Lists

CTRL-F, DELETE: Word-Trends, Sneaky Cliches, and Other Turns of Phrase You Should Immediately Delete From Your Manuscript

By posted at 6:00 am on January 22, 2016 25

“The difference between the almost right word and the right word is the difference between the lightning bug and the lightning.— Mark Twain

We humans love to swap vocabularies. Spend a day with someone hot on quintessential and it’s likely that in the following days or weeks quintessential will crop up in your own speech or writing.

Is this problematic? Not especially. Quintessential is a fantastic word. However, it’s good to be mindful of this phenomenon when you sit down to write, lest the words of other writers end up on your page. As the editor of Slush Pile Magazine and the long-time senior reader of unsolicited fiction at Harvard Review, I am consistently up to my elbows in slush pile. Here are a handful of words and phrases that I see all too often:

1. Impossibly
cover

Remember in The Princess Bride how the Sicilian keeps calling everything “inconceivable” and at some point Inigo is like, yeah, all of that stuff that you keep calling “inconceivable” is actually — you know — conceivable? This is the basic situation with “impossibly.”

When used as an adverb, “impossibly” means absolutely nothing and in zero cases does it make the sentiment better, stronger, or more precise.

Here are just a few examples from the slush pile, the Internet, and the novel of a woman sitting next to me on a plane:

“Sitting at the desk is an impossibly perky woman.”
“In such a short time, I’d fallen impossibly in love.”
“The sun was even higher, impossibly high”
“Lindsay was so impossibly fashionable, so together”
“They dry themselves out on the beach, using towels that are impossibly soft.”
“I used to shun migrant traditions, but now I find them impossibly moving.”

But the highest frequency with which I encounter “impossibly” is in sentences like, “He was impossibly tall.” Or, “His eyes were impossibly blue.” Or, “she had impossibly long legs.”

None of those things are impossible. They might be remarkable, extraordinary, unfathomable, fantastic, or mind-boggling, but they are not impossible.

If you catch yourself using “impossibly,” just take a moment to think about what you are trying to say and whether or not it is true that her legs were impossibly long. Were they coiled beneath her like so many yards of spaghetti pasta? No? In that case, impossibly is not the word you need.

2. Ridiculously

In terms of contemporary usage, “ridiculously” is just another version of “impossibly:”

“Girls from Indiana are ridiculously sexy.”
“DeLorenzo’s didn’t accept reservations so I got us there ridiculously early.”

> PROVIDED DATA:
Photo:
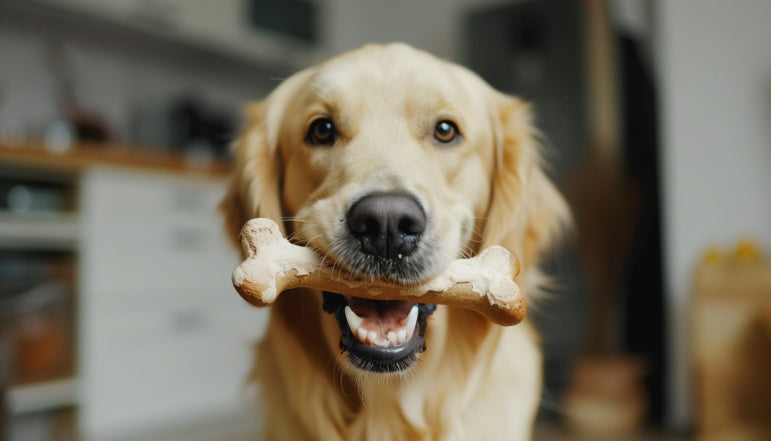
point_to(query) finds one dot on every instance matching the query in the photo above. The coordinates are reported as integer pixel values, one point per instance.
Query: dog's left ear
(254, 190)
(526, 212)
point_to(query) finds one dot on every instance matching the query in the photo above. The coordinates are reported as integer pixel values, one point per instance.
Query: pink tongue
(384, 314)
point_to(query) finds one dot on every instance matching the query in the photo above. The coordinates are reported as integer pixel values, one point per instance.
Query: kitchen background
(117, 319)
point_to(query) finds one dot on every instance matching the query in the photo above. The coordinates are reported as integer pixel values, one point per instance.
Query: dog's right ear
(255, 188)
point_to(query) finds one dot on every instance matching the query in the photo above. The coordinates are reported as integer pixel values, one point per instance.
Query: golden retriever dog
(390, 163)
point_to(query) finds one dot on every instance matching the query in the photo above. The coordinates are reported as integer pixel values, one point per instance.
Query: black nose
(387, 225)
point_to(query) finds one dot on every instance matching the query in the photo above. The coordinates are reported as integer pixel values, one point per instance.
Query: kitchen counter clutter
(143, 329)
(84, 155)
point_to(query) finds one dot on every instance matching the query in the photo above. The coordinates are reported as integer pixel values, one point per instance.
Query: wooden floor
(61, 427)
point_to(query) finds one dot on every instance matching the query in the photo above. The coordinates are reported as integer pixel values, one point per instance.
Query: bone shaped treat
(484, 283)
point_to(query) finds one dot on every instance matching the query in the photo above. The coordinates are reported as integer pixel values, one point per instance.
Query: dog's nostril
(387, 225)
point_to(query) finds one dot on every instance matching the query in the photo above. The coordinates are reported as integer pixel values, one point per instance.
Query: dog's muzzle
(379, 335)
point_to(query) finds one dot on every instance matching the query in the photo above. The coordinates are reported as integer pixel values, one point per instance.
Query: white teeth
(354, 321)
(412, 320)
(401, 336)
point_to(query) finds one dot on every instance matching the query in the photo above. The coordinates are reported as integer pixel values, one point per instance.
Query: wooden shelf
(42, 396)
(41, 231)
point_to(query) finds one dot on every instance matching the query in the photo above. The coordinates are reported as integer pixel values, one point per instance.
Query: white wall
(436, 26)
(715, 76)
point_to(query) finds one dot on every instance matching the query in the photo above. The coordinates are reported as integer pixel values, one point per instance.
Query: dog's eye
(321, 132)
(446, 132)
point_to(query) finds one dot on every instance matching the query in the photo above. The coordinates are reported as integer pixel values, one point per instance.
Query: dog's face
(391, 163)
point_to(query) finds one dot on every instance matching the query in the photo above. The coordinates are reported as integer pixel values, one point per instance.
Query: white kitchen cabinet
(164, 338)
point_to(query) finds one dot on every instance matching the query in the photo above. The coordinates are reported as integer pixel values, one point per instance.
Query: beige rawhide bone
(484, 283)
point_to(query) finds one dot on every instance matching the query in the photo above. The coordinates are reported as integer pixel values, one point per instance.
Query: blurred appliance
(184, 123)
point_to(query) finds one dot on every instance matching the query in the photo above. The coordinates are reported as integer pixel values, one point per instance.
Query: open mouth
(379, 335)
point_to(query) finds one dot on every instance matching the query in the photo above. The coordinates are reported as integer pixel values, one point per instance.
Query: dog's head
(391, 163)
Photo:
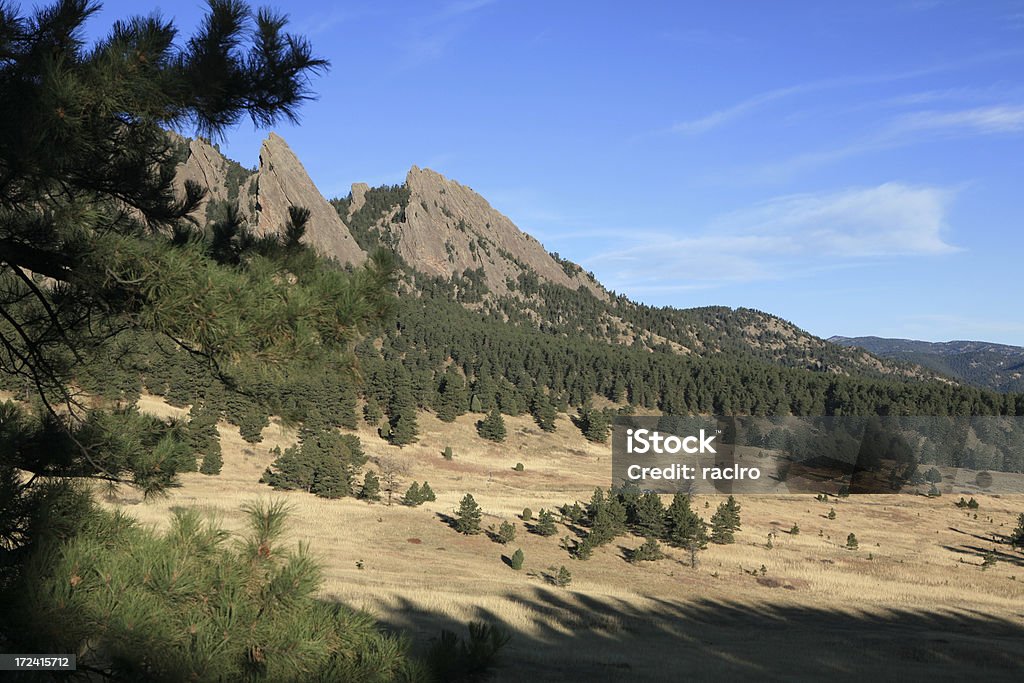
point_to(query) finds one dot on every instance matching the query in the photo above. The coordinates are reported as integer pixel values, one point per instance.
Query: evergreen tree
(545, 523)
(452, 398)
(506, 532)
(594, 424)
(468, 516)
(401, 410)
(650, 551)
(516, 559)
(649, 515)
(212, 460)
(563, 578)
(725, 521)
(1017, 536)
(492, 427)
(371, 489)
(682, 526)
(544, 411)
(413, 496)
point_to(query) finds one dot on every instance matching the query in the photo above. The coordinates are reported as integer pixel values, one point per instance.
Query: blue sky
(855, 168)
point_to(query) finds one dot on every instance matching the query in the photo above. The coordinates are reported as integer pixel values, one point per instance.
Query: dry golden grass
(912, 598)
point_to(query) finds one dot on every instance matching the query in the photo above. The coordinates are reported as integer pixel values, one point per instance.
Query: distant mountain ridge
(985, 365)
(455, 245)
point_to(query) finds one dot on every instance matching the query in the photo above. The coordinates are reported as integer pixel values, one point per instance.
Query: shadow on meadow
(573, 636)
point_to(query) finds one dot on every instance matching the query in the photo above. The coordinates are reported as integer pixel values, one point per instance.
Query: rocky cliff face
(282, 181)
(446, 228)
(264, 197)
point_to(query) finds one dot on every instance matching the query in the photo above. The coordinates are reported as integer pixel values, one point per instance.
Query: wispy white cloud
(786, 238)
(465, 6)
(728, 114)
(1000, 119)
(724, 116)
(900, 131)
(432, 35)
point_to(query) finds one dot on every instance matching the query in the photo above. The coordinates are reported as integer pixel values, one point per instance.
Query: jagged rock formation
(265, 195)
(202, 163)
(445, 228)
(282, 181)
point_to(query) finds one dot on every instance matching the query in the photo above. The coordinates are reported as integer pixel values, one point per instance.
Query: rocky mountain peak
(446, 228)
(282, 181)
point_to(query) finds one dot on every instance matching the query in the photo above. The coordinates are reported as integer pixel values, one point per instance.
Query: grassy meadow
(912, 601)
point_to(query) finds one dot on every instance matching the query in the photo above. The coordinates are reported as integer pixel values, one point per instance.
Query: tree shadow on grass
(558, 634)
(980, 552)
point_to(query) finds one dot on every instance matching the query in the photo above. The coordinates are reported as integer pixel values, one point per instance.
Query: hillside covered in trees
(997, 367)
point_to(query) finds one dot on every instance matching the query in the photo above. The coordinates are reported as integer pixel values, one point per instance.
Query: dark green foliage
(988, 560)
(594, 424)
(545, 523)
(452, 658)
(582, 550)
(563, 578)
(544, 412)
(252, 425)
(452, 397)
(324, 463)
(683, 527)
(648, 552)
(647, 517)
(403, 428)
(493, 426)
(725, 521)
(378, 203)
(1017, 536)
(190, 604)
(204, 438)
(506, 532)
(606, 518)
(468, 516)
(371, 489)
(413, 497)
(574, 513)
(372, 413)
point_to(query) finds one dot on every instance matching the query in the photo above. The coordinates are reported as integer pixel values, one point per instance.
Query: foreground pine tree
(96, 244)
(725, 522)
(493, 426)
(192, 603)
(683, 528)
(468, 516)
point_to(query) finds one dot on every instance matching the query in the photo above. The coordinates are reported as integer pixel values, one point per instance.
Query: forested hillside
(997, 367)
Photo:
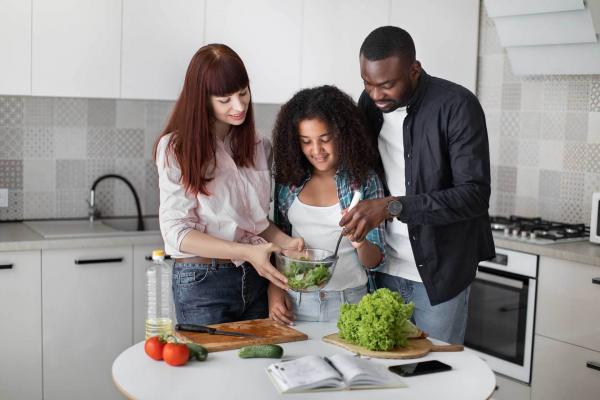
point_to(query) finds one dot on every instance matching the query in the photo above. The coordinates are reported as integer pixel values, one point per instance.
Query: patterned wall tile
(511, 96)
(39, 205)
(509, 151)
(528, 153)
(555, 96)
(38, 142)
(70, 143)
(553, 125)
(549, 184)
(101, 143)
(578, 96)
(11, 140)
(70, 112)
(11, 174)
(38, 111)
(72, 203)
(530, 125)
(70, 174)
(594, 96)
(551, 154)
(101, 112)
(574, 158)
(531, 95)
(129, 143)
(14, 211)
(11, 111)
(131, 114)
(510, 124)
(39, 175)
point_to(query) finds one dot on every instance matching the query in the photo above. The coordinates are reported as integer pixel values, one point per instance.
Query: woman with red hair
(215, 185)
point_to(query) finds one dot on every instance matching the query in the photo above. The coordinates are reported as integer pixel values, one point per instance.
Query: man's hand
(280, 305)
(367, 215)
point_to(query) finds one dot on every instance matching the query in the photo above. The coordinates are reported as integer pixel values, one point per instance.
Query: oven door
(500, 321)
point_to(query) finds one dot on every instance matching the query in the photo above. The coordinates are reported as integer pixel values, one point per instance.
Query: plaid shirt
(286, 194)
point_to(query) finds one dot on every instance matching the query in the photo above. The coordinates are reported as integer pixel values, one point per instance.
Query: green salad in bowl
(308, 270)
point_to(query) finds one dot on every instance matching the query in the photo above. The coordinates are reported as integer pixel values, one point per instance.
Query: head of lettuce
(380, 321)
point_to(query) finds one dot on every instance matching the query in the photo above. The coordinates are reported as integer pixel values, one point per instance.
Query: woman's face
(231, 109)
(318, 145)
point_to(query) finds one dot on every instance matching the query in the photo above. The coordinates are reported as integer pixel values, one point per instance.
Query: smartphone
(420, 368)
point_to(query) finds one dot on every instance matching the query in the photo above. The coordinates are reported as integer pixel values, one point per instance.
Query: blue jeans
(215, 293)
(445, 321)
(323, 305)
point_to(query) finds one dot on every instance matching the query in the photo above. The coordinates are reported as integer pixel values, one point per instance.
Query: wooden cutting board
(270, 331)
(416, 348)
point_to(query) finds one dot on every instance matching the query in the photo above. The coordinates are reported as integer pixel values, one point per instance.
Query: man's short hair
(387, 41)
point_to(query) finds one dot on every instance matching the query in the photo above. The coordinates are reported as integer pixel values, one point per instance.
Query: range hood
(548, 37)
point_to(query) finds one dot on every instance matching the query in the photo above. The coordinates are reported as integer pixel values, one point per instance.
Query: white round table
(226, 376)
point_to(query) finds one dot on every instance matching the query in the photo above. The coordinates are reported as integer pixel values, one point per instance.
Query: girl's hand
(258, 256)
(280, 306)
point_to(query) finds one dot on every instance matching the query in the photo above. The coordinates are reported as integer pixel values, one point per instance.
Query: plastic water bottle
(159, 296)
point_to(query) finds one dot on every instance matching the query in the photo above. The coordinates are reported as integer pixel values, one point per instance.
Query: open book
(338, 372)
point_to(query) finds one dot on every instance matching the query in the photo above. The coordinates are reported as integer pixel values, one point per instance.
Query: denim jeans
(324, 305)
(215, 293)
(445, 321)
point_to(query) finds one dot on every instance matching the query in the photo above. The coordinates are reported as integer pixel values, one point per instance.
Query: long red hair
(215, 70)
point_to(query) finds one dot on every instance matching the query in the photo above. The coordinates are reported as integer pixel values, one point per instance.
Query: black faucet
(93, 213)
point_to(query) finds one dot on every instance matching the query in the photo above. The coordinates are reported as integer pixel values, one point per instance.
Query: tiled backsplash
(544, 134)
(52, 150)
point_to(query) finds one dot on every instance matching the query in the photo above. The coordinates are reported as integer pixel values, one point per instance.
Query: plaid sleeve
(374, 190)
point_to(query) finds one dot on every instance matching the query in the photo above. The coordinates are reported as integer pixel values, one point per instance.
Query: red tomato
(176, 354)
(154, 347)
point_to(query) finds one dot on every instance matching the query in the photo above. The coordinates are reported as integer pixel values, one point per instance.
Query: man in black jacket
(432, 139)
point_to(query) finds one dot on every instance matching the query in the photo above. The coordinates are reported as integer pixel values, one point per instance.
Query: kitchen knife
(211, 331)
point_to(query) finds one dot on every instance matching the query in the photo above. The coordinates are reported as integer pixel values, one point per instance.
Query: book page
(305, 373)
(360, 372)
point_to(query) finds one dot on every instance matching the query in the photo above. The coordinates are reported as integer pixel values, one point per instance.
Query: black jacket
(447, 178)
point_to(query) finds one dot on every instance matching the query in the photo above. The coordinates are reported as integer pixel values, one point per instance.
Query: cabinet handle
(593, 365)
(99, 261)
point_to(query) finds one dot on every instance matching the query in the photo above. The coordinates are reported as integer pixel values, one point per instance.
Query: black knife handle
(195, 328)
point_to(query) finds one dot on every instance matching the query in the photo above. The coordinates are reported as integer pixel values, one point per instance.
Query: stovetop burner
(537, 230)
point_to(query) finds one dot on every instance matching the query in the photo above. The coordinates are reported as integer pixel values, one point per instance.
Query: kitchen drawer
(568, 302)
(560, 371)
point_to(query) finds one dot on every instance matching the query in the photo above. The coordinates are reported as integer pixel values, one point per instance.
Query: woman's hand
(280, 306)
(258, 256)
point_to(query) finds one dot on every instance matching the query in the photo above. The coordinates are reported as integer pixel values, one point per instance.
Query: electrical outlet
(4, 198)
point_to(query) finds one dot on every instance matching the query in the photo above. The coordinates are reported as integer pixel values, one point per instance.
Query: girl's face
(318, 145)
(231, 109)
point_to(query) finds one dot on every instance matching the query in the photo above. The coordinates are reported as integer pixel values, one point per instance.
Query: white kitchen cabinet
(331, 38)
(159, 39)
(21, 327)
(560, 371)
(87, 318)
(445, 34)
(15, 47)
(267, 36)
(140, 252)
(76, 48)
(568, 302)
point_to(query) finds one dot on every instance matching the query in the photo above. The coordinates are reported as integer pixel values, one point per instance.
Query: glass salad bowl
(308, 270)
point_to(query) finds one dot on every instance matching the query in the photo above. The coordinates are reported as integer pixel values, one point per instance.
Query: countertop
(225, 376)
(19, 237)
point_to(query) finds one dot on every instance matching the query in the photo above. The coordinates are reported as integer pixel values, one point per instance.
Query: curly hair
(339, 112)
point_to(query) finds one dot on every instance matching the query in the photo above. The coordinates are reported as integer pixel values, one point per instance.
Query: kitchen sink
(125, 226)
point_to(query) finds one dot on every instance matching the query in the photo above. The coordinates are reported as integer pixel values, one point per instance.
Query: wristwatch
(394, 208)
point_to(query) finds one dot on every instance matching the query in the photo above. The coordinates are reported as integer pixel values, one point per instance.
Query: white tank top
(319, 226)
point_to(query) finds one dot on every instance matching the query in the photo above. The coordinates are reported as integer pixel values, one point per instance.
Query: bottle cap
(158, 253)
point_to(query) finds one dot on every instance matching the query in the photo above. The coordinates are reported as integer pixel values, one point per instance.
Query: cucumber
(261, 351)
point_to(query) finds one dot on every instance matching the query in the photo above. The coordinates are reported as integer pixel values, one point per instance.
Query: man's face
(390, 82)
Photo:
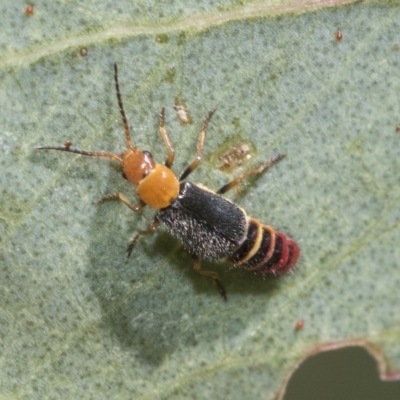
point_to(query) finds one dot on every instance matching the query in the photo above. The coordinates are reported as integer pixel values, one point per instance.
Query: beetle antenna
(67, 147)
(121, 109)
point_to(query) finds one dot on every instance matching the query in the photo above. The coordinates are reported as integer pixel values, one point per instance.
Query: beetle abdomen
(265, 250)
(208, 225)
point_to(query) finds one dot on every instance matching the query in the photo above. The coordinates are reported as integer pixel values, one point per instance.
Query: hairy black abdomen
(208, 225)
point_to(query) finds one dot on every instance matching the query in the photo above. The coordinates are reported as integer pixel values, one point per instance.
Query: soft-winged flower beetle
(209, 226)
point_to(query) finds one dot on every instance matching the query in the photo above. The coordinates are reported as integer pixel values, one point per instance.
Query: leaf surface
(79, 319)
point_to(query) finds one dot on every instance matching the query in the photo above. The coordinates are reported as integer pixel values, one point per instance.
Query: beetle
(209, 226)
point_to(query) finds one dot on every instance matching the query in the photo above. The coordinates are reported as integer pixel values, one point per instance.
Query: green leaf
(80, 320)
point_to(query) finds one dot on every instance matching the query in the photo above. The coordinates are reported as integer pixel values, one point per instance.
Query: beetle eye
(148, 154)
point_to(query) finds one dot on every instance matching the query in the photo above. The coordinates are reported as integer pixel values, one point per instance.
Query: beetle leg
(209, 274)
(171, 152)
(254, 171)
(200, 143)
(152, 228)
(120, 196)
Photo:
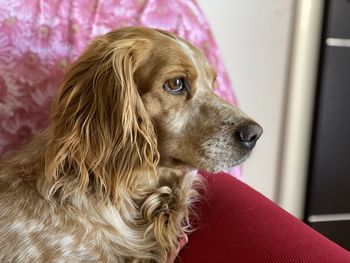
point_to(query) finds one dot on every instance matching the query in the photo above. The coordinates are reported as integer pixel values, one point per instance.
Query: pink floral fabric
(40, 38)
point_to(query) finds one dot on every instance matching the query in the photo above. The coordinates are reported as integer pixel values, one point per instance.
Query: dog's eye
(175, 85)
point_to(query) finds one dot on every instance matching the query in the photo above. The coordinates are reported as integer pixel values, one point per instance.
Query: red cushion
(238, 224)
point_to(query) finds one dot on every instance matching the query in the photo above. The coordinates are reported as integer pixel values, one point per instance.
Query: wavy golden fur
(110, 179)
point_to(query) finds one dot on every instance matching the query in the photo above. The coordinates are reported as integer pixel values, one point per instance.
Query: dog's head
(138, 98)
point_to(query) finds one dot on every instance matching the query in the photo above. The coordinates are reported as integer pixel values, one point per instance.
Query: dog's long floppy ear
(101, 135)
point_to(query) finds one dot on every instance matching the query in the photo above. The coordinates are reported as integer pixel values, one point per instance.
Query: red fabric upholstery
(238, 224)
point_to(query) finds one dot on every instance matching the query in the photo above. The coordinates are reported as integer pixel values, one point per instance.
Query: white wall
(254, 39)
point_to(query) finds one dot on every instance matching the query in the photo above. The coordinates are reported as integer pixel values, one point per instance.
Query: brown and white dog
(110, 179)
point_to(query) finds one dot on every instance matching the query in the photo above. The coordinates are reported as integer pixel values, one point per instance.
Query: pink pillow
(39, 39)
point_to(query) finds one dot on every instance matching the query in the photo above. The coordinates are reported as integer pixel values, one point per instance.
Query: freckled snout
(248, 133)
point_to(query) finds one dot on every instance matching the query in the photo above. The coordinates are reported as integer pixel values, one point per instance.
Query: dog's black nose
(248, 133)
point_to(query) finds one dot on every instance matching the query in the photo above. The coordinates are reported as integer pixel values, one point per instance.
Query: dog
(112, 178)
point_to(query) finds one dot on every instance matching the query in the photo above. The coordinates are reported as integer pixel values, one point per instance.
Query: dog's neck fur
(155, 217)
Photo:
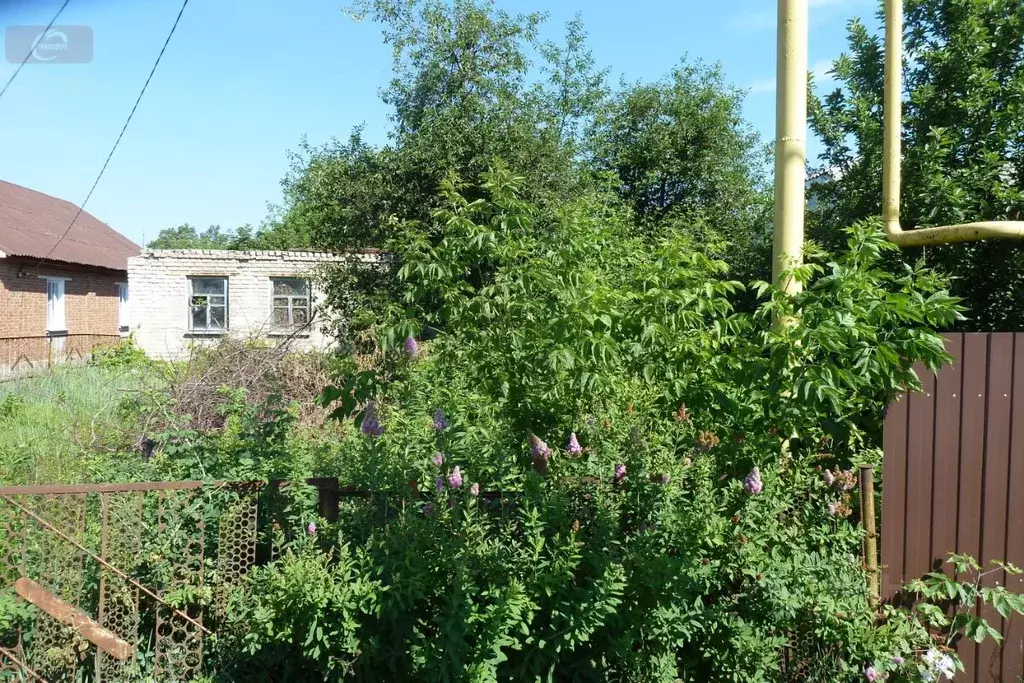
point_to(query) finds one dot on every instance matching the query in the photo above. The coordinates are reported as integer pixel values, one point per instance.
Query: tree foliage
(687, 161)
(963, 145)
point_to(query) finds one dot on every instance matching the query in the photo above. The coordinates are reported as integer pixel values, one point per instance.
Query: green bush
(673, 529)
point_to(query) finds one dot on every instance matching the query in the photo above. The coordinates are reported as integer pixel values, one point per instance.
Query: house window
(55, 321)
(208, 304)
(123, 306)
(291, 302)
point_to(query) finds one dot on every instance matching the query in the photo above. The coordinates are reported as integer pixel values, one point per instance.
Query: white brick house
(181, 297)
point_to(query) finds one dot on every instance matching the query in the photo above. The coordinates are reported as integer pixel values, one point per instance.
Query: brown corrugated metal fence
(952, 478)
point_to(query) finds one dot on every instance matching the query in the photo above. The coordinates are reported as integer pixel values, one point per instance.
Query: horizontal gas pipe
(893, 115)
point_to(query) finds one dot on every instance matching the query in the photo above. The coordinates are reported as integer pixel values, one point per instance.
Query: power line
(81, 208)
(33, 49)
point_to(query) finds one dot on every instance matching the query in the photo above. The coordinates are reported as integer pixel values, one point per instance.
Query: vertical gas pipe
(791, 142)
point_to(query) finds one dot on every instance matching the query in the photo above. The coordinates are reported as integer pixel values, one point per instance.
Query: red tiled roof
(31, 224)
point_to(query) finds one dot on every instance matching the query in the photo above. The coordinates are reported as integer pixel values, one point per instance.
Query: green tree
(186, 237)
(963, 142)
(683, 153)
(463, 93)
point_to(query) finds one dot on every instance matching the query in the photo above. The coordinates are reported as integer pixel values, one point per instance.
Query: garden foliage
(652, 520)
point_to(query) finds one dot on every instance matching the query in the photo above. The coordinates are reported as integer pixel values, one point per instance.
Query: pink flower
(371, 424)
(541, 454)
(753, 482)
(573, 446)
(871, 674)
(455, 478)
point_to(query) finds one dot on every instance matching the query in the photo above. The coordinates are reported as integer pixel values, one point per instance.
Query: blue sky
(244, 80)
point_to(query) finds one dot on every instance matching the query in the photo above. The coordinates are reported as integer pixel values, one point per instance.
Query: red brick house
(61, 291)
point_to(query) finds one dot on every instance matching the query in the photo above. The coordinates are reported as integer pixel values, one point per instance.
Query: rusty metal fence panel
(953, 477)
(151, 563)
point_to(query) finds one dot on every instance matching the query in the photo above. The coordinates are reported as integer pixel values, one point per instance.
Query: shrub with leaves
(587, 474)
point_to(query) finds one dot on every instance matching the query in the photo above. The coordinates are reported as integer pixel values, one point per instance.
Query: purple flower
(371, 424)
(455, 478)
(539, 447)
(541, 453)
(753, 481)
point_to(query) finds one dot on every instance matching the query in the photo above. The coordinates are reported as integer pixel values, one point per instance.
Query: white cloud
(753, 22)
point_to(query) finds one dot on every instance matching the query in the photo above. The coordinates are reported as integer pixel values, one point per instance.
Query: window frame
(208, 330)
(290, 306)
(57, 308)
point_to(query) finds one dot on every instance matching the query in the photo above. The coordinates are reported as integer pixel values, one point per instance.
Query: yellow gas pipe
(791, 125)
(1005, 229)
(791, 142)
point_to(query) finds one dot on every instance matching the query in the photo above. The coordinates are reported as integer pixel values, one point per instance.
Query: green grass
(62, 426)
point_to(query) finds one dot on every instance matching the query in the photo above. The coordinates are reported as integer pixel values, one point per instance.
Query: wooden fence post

> TASK SET:
1. In the article about words to cut from a manuscript, where has the writer long worked as senior reader of unsolicited fiction?
2. Carry on the article about words to cut from a manuscript, picking up right after its final sentence.
The data isn't needed for anything here.

> RESULTS OF THE EXERCISE:
1. Harvard Review.

2.
However, in the case of “ridiculously” there is a caveat — it is great to use when something is actually ridiculous:

“It was over. Everyone had gotten what they wanted. Ridiculously, I felt like crying.”

3. Skitter/Skittered/Skittering

skit·ter ˈskidər/ verb

  • move lightly and quickly or hurriedly. “the girls skittered up the stairs”
  • draw (bait) jerkily across the surface of the water as a technique in fishing.

It is easy to understand how and why “skitter” gained popularity. It has a nice element of onomatopoeia, for starters. Unfortunately, all of our writing peers now put it to use any time something or someone goes scampering, scuttling, scurrying, skipping, bounding, tumbling, scooting or even blowing:

“The prairie grasses swayed in the breeze and little clouds skittered across the sky.”
“Another blast made Jack dive beneath the bed and the phone skittered across the floor.”
“Each season the trail south would be blockaded by ice strata the mules skittered over.”
“Lightning illuminated her face as it skittered across the darkening sky.”
“She tried to straighten her hair as she skittered across the wide-planked floor.”

As the shortlist above illustrates, while “skitter” is certainly the mot du jour, there are many other ways to capture the action. Why limit yourself?

4. Feelings Moving Like Weather Patterns Across Faces
cover

“Leon watched her face out of the corner of her eyes. It was like the sky when a gust of wind drives clouds across.”

Sound familiar?

This sentence was written in 1856 by Gustave Flaubert (Madame Bovary) but this conceit has been used too many times — probably before, and definitely since — to count.

5. Shocks of Hair

“He was a tall distinguished looking young man with a shock of red hair.”
“His handsome head with its shock of black hair, roughly cropped.”
“The little hero of this tale has a shock of blond hair.”
“I’ll never forget the first time I saw him — the wild shock of black hair.”
“He was a long, loose-framed man with a shock of red hair and vivid green eyes.”
“Penelope was born with eyes the color of midnight stars and a shock of black hair.”
“She was an angel with midnight blue eyes and a shock of blond hair.”
“To an immense shock of black hair, he united a bushy beard of the same color.”

And my personal favorite:

“He was tall and exceptionally attractive, with piercing eyes, and a shock of white hair.”

If you Google “shock of ____ hair” and “Google books” you will find thousands more of these.

6. “…All Sharp Angles and Jutting Limbs…”

Who was the first person to use “sharp angles” and “jutting limbs?” I don’t know, but I defy you to find a contemporary piece of writing without at least one sharp-angled limb-jutting character. It’s over, everyone — done. Just delete, delete, delete and think of some other way to describe your graceless adolescent characters.

7. Slumping Shoulders, Furrowed Brows, & Flashing Eyes

covercoverThese three expressions seem to come readily to writers in need of conveying defeat, trouble, and anger. It’s like they’re always on deck and begging the coach (that’s you) to put them in cold. I got this one, coach, they whisper in your ear while you’re writing. But keep these babies benched. They need to sit out a few innings:

““What did you tell her about me?” he said, eyes flashing with suspicion.”
“Cold drops of sweat stand on his furrowed brow. His hands are clenched.”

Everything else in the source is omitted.